Aim of the exercise
All entries are to be given again verbatim.

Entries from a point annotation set

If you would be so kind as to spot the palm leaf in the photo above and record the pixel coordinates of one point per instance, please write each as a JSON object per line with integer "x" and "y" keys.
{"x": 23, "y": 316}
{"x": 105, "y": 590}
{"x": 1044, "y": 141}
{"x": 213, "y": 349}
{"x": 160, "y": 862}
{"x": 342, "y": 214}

Correct output
If you would be so kind as to spot the palm leaf in the photo above and record the pixel coordinates of one point per instance, please write each as a JSON object per line with integer "x" and "y" keys.
{"x": 23, "y": 316}
{"x": 105, "y": 590}
{"x": 1044, "y": 141}
{"x": 213, "y": 349}
{"x": 160, "y": 862}
{"x": 342, "y": 214}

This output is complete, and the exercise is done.